A statement of the names and compensation of the clerks employed by me, and of the expenses of the bureau up to the first of July, the commencement of the financial year, also accompanies this report.

The same section of the act makes it my duty "to suggest any amendment to the laws relative to banking by which the system may be improved, and the security of the billholders and depositors may be increased."

The national currency act, although admirable in its leading features, is not altogether symmetrical in its arrangement, nor clear, if it is even consistent in all of its provisions. I respectfully suggest, therefore, that the act be carefully revised; that those parts of it that refer to the same subject be placed in juxtaposition, and that it be relieved of certain obscurities and apparent inconsistencies that render some of its provisions of difficult construction. A law of so much importance as this, which is to be interpreted by so many people, and is to be the charter of so many banking institutions, should be methodical in its arrangement, clear in language, and comprehensive and consistent in its provisions. In these respects the national currency act is somewhat defective. Sections relating to the same subject are scattered throughout the act. Words of different significance are sometimes used as if they were convertible. Many passages are ambiguous in language, if they do not contain inconsistent provisions. For example, the law requires that articles of association should be entered into, and organization certificates executed, stating for what purpose the certificates shall be made, and indicating other and different things to be provided for in the articles of association, and yet in some instances these certificates and articles seem to be referred to as if they were one and the same instrument. Section 6 makes certified copies of organization certificates legal and sufficient evidence of the existence of associations, while section 11 provides that the associations shall have succession, &c., by the name deignated in their articles. The last mentioned section, which confers banking powers upon the banks, has also a provision which bankers find it difficult to interpret. After bestowing upon the banks general powers to discount bills, notes, and other evidences of debt, it authorizes the loan of money "on real and personal secu

rity, in the manner specified in the articles of association, and for the purposes authorized by the act." This is the only power conferred by this section, the exercise of which is made dependent upon the articles of association, and it has been found difficult to give a precise meaning to the language, and to form articles that should cover and secure the power intended to be conferred.

## What to work on
• 1. Answer these questions using the report on the national currency act:
(a) Which date marks the commencement of the financial year?
(b) What does section 6 make legal and sufficient evidence of the existence of associations?
(c) What are words of different significance sometimes used as, according to the report?
• 2. Repeat word for word the stretch of the report on the national currency act from "rity, in the" through "to be conferred.".

## Dataset
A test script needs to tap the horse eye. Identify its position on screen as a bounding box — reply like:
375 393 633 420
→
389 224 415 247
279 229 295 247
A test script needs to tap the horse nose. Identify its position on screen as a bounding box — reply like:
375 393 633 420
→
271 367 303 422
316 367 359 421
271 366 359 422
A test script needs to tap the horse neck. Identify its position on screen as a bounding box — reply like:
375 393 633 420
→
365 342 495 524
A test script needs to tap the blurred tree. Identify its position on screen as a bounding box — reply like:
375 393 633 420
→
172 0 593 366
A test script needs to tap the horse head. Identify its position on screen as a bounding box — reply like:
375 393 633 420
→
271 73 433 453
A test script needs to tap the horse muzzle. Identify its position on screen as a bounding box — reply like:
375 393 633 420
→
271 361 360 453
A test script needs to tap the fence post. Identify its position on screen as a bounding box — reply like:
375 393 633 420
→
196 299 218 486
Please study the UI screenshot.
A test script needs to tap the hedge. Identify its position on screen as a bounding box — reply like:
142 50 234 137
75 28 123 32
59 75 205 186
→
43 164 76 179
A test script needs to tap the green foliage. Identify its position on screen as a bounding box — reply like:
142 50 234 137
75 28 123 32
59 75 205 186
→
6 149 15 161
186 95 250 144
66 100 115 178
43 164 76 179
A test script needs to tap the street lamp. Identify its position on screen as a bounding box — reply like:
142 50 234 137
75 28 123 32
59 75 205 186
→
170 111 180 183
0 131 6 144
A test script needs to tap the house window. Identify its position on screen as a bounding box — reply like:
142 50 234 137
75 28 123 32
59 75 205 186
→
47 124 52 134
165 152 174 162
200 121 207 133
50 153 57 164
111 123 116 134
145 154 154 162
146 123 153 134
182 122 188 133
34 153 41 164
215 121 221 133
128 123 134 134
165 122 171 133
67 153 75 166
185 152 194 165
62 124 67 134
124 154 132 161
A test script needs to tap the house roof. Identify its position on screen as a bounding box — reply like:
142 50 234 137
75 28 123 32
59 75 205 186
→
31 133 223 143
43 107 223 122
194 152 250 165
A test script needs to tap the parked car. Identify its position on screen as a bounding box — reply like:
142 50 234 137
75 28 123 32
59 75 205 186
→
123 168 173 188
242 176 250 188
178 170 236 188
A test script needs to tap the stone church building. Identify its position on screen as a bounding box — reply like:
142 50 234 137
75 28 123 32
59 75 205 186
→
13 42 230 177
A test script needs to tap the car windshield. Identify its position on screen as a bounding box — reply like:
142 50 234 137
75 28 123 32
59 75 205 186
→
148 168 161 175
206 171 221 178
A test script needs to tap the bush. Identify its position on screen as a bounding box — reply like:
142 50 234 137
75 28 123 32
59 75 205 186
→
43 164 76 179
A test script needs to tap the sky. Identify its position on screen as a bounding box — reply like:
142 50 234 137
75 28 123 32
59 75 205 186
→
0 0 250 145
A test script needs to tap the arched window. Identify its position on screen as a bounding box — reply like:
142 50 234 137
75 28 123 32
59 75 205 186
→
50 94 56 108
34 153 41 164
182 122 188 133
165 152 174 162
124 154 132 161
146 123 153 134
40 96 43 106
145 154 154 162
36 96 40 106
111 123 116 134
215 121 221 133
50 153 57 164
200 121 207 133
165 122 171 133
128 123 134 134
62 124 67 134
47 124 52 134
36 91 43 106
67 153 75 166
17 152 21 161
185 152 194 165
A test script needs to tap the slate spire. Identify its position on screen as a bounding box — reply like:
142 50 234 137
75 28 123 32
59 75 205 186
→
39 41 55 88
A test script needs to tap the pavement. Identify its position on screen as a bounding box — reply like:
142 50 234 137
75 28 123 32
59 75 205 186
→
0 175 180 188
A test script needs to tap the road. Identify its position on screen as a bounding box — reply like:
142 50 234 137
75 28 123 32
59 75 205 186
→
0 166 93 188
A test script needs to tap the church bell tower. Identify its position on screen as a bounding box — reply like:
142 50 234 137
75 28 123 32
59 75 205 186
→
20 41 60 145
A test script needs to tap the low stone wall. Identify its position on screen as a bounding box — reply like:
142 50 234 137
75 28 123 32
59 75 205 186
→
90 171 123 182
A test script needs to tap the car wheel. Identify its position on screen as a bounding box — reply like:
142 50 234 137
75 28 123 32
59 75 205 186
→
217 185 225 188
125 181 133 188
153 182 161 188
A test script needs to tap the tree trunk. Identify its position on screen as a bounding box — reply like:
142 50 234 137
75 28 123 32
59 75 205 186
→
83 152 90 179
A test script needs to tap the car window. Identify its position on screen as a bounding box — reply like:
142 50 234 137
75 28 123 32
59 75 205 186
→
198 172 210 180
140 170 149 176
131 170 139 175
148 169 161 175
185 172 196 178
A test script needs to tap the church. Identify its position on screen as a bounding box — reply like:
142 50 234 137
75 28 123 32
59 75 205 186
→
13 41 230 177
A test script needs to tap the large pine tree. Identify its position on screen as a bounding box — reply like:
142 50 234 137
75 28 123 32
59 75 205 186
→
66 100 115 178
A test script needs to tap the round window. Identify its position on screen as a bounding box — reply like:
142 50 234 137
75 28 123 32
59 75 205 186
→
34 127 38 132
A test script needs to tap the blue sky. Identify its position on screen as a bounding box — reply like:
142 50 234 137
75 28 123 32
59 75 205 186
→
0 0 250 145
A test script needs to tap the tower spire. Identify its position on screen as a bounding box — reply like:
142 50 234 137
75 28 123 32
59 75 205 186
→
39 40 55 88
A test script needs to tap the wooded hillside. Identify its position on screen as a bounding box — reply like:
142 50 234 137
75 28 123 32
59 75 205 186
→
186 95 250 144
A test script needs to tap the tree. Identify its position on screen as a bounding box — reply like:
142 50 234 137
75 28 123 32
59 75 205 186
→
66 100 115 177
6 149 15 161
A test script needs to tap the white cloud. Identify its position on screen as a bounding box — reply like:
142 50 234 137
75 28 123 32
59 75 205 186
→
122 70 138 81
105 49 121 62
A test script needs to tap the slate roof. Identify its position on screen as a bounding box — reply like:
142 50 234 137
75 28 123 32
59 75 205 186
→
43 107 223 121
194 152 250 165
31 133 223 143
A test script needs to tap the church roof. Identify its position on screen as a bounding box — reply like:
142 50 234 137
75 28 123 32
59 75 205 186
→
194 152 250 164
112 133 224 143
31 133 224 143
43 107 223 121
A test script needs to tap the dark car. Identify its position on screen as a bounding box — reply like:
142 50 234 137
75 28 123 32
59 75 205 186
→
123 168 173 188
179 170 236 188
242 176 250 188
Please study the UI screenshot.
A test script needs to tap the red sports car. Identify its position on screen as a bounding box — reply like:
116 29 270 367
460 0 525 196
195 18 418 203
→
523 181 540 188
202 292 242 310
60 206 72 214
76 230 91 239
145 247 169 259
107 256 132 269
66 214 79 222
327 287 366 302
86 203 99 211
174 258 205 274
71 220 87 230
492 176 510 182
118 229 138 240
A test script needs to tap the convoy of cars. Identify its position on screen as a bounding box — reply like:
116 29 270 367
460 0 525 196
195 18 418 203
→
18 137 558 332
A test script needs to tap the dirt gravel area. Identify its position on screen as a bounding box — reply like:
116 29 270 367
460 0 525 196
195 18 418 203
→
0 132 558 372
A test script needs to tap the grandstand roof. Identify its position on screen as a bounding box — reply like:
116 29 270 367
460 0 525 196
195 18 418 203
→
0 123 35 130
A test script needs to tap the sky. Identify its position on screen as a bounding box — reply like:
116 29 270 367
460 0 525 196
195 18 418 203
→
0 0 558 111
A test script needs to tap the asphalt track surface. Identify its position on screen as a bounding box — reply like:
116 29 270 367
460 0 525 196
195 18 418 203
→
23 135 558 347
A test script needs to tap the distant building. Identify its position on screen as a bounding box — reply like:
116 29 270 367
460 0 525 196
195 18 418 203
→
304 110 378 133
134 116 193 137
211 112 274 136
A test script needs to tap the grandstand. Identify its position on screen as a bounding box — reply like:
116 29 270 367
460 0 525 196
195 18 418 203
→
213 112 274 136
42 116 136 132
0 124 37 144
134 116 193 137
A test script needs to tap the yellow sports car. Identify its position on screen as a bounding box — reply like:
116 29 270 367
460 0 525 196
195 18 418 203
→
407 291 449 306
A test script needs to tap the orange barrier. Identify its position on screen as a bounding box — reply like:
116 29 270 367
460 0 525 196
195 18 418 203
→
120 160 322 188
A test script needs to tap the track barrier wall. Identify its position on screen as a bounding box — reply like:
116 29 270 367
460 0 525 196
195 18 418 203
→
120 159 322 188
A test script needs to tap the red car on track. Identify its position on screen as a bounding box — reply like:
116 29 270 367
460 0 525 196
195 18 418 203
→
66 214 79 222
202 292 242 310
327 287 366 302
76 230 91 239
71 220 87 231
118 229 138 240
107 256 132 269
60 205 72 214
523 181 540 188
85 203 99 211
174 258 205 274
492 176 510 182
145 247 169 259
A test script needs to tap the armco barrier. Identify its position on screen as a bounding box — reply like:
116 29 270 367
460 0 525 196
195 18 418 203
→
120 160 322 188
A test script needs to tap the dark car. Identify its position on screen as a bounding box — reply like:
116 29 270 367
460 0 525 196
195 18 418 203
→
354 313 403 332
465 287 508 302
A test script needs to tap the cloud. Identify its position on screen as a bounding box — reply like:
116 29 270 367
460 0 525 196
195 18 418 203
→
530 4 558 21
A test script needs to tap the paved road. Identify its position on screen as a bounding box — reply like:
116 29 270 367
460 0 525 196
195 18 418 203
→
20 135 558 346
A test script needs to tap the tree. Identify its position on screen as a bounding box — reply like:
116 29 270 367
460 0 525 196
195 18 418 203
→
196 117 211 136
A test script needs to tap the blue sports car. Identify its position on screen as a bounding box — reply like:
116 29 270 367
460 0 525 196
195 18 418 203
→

## Expected results
• 1.
(a) The first of July.
(b) Certified copies of organization certificates.
(c) As if they were convertible.

• 2.
rity, in the manner specified in the articles of association, and for the purposes authorized by the act." This is the only power conferred by this section, the exercise of which is made dependent upon the articles of association, and it has been found difficult to give a precise meaning to the language, and to form articles that should cover and secure the power intended to be conferred.